## SUPPLIED RECORDS

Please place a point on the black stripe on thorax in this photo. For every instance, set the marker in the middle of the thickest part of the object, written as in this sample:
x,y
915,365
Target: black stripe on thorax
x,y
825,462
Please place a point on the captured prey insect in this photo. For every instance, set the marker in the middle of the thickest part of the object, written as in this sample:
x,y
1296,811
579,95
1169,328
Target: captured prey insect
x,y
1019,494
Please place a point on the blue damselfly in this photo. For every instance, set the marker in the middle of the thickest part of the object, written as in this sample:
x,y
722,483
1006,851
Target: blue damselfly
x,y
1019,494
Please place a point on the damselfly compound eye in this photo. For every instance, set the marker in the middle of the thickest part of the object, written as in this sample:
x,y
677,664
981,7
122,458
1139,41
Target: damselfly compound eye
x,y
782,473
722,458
---
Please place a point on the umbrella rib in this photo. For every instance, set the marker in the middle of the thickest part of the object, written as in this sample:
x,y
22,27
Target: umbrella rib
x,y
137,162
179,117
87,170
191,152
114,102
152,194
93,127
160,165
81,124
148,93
--
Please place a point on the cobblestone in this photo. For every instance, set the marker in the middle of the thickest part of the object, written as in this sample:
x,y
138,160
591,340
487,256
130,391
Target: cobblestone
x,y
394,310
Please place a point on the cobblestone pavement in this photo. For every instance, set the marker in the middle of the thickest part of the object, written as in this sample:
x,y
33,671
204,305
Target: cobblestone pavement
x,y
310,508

## THE TASK
Find every line in the rows above that contains the word "cobblestone", and copy each of those lines.

## ANSWER FOR THIS EXERCISE
Please place a point on the cobblestone in this photo. For every instance, set the marker in the middle of the thickest part of the object, written as in this sample:
Target: cobblestone
Please place a point on the cobblestone pavement in this photo. For every instance, set the marker in the middle of the thickest part of the object, written as in this sample:
Target: cobblestone pavement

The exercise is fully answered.